> _Brief_: Your task is to repeat the records exactly from the line containing "the white upper" onward, through the final line.

— Begin Extracted information —

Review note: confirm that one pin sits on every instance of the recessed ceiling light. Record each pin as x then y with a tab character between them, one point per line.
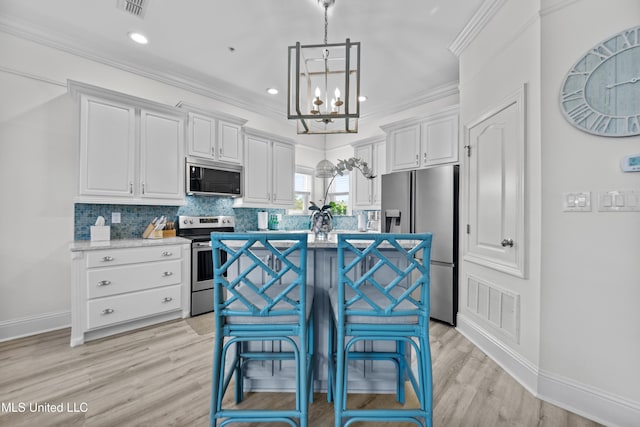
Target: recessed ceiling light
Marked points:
138	38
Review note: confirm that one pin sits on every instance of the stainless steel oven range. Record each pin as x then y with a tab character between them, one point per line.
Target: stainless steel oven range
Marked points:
198	229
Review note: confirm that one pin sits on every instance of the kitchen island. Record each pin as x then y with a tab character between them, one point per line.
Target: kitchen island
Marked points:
121	285
364	376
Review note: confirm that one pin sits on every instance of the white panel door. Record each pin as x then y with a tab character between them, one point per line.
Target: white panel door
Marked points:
257	186
283	174
161	155
107	147
495	188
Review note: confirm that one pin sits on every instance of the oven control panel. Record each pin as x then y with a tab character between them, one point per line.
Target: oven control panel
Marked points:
220	221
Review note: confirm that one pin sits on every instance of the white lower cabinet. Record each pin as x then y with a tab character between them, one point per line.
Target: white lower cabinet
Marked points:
423	142
364	376
119	289
131	150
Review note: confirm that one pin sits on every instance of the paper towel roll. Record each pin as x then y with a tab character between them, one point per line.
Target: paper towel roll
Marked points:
262	220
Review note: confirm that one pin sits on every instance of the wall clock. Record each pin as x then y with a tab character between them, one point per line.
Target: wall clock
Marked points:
601	92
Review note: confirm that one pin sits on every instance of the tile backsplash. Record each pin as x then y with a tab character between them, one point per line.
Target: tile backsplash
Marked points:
135	218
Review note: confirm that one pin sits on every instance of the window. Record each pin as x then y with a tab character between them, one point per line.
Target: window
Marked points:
303	188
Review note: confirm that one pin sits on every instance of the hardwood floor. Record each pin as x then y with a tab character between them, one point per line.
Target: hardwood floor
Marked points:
161	376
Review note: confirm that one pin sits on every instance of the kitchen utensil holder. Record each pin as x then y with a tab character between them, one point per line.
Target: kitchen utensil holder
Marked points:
100	233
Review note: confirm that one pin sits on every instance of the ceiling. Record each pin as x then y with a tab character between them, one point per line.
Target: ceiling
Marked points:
405	43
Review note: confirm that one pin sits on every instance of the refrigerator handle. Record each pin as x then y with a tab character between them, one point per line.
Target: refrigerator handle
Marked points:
412	204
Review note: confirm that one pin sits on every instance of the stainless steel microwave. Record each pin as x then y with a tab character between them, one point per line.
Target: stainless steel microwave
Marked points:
213	179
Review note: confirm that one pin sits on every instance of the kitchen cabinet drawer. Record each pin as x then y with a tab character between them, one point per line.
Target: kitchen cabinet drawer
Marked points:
102	282
121	308
113	257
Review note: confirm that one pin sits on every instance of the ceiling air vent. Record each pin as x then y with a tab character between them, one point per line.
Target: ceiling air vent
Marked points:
133	7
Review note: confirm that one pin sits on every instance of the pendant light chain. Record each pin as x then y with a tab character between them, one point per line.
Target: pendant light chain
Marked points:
326	21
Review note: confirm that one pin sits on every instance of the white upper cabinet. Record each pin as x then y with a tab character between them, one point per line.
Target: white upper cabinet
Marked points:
161	155
269	166
214	136
131	150
495	181
107	147
366	192
420	143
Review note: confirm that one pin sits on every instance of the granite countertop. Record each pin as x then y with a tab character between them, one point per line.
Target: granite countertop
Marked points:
87	245
313	243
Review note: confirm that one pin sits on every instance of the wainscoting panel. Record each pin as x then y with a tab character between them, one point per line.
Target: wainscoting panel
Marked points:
494	306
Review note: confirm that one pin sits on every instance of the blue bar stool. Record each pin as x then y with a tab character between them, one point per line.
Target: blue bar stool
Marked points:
382	296
258	299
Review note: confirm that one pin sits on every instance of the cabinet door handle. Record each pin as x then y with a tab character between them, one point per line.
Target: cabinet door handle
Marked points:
507	242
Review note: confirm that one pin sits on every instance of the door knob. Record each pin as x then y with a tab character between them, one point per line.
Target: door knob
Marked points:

— End Extracted information —

> _The result_:
Review note: confirm that one pin sits on every instance of the white upper cabinet. Record each pin as x then y with a tab character between them, one point per line.
Target: white upper cabinet
Marked points:
161	155
269	166
214	136
131	150
495	181
107	147
366	192
420	143
Review note: confirm that one pin sits on every instance of the granite countertop. Record each pin as x then y with a tab character between them, one point per line.
Target: granite countertop
Marked points:
87	245
313	243
Review note: confirm that one pin sits on every instance of the wainscoting panel. Record each pin as x then y with a tab character between them, one point per line.
Target: wainscoting panel
Marked points:
494	306
Review note: confirm that one pin sits on every instance of the blue bar stool. Record each pin as x then y with a tab character between them, one point per line.
Target: blue bar stool
Marked points:
382	296
258	299
Review note: confirm that one pin sits on every instance of the cabinet door handle. Record each pin as x then y with a tab character between them, one point per line.
Target: cabinet door handle
Marked points:
507	242
Review note: confirm that one pin sits on every instance of the door knob. Record each pin as x then y with a tab character between them, one point per line.
Target: door knob
Marked points:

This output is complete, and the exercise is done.